→ **Selected excerpt**:
-- BEGIN --
The value of impulse noise during active periods may be represented by an impulse magnitude and an impulse phase. A simple model for impulse noise assumes a uniform distribution for impulse phase and a Gaussian distribution for its magnitude.

A magnitude threshold value 438 may be established that is based upon a multiplication factor of one or more standard deviations derived from the power level of the Gaussian distribution of background noise 428. The number of peak error samples 436 with a magnitude greater than the magnitude threshold value 438 may be determined. The values of detected peak error samples 436 may be measured to determine an approximate magnitude of the average peak error samples 436 present on a transmission medium. The approximate magnitude of the average peak error samples 436 may be quantified to be the absolute value of the voltage and/or power of those peak error samples. An overall measurement of the average error value of all of the detected error samples may be made, including the peak error samples 436 from the outer ring and the background noise error samples 428 from the center. A comparison may be made of the amount of peak error samples 436 to the magnitude threshold value 438 that is based upon a standard deviation derived from the Gaussian distribution of background noise 428. The comparison may determine if impulse noise is present on a that particular tone.

The frequency of outlying peak error samples 436 is directly related to the frequency of impulse noise. In DSL systems, a prevalent source of impulse interference is dimmer light switches or any other switches that periodically turns the AC power on and off. In such cases, the frequency of impulse is a multiple of the frequency of AC power source. This frequency is much higher than what a Gaussian distribution from a background noise source can generate.

FIG. 5 illustrates a histogram representative of the Gaussian mixture distribution of the error samples from both background noise and impulse noise illustrated in FIG. 4. A simple noise model may combine the effects of the background Gaussian noise and the impulse noise. The Gaussian mixture distribution of the error samples has two Gaussian distribution curves. One curve is a Gaussian distribution of peak error samples 540, which are indicative of impulse error samples. The second is a Gaussian distribution of background noise error samples 530. Both Gaussian distribution curves 530, 540 have a magnitude 532, 542 associated with that curve. The Gaussian distribution of background noise error samples is 532 highest closest to the expected transmitted data point, i.e. coordinates 0,0. The impulse noise, if present, shifts the distribution of error points away from the target distribution coordinates of (0, 0) to create the second Gaussian distribution curve 540. The distance (d) 546 between the center points of both curves corresponds to the average amplitude of the peak error samples compared to the expected data points. Both the Gaussian distribution curve of background noise error samples 530 and the Gaussian distribution curve of peak error samples 540 have a standard deviation 534, 544 approximately equal to the square root of the power level of that Gaussian distribution curve.
-- END --
→ **Extracted data**:
-- BEGIN --
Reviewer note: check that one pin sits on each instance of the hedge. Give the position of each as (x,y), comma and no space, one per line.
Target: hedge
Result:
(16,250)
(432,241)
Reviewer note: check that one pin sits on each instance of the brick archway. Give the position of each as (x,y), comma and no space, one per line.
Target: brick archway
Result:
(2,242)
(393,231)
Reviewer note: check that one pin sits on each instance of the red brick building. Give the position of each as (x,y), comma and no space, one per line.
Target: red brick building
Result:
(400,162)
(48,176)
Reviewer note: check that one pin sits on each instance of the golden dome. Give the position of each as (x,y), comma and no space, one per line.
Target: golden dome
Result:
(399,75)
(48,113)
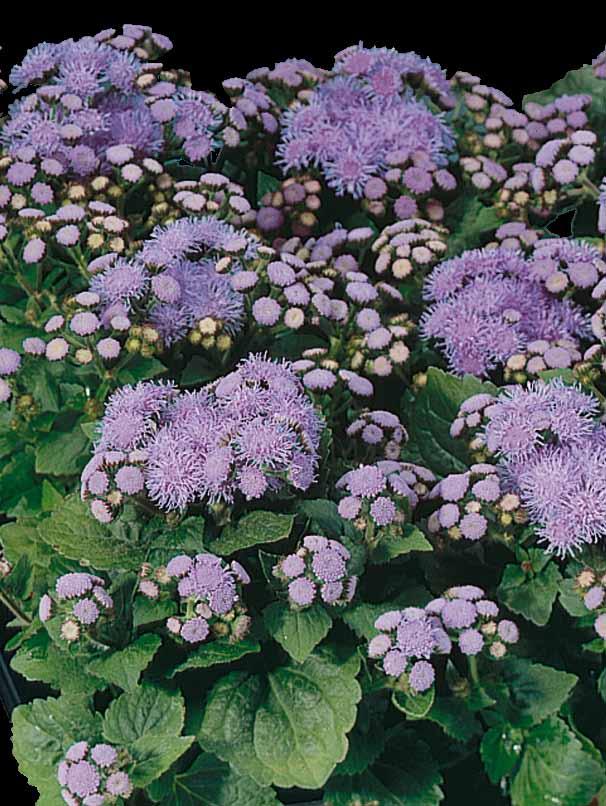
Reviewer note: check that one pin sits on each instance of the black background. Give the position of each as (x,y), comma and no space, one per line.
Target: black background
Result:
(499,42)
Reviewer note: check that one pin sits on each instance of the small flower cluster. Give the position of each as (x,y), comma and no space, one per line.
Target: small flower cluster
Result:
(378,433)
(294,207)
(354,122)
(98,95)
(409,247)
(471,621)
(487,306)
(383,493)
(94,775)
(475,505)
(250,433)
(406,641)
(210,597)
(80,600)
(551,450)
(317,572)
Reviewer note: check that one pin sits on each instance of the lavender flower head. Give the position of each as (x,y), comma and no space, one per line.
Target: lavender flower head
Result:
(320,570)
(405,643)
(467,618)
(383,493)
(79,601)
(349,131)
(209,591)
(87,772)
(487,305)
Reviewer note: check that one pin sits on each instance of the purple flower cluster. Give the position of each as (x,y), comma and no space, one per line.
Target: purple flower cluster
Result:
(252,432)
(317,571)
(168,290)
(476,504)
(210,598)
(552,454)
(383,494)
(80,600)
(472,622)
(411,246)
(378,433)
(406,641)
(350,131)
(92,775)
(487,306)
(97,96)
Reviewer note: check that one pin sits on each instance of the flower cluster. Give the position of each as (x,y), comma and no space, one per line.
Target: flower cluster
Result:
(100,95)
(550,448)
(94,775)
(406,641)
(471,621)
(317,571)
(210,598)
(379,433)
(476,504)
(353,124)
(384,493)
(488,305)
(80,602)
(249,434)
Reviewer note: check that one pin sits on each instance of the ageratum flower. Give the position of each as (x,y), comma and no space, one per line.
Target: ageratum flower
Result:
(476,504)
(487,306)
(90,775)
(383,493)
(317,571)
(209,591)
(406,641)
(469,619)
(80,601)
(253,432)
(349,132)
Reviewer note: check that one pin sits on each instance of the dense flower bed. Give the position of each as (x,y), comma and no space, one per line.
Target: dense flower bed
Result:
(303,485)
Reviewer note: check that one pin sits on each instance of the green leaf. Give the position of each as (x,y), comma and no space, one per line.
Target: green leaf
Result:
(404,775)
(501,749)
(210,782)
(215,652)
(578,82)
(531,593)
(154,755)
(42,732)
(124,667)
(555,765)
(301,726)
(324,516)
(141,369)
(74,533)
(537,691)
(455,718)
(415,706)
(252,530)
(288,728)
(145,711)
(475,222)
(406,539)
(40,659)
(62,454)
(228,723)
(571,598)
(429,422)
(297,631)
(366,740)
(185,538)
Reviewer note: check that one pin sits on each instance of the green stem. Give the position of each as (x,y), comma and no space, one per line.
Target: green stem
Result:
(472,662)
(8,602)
-- END --
-- BEGIN --
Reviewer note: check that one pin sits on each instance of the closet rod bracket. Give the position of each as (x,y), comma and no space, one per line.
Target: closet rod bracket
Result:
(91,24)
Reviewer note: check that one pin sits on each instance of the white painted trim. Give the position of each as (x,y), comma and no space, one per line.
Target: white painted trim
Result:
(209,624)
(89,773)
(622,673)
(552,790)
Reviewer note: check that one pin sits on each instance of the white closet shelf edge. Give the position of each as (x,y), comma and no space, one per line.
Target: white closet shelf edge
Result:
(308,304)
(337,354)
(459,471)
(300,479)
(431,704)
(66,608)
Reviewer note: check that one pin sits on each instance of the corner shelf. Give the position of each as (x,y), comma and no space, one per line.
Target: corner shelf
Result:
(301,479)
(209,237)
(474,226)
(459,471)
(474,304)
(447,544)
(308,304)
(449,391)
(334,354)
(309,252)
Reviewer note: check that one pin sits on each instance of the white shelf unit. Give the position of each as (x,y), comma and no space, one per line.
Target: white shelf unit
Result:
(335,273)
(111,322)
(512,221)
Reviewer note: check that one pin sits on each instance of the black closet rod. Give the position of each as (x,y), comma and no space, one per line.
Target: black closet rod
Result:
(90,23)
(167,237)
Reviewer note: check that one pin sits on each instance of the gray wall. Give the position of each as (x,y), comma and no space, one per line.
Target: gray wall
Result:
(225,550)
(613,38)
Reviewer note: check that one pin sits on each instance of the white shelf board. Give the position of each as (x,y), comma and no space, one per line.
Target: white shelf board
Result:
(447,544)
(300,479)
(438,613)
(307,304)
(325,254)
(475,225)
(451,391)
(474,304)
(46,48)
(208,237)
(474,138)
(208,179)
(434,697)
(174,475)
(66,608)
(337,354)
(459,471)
-- END --
→ **What you will do**:
[1] Duplicate the stretch of the impulse noise passage from "The frequency of outlying" through "source can generate.".
[2] Filter the records to only those lines containing the string "leaf", treating case as significant.
The records bear no relation to the impulse noise passage.

→ **Results for the exercise**:
[1]
The frequency of outlying peak error samples 436 is directly related to the frequency of impulse noise. In DSL systems, a prevalent source of impulse interference is dimmer light switches or any other switches that periodically turns the AC power on and off. In such cases, the frequency of impulse is a multiple of the frequency of AC power source. This frequency is much higher than what a Gaussian distribution from a background noise source can generate.

[2]
Reviewer note: check that one pin sits on each instance of the green leaf. Give the position of each as (x,y), comma and no space, one per line.
Target: green leaf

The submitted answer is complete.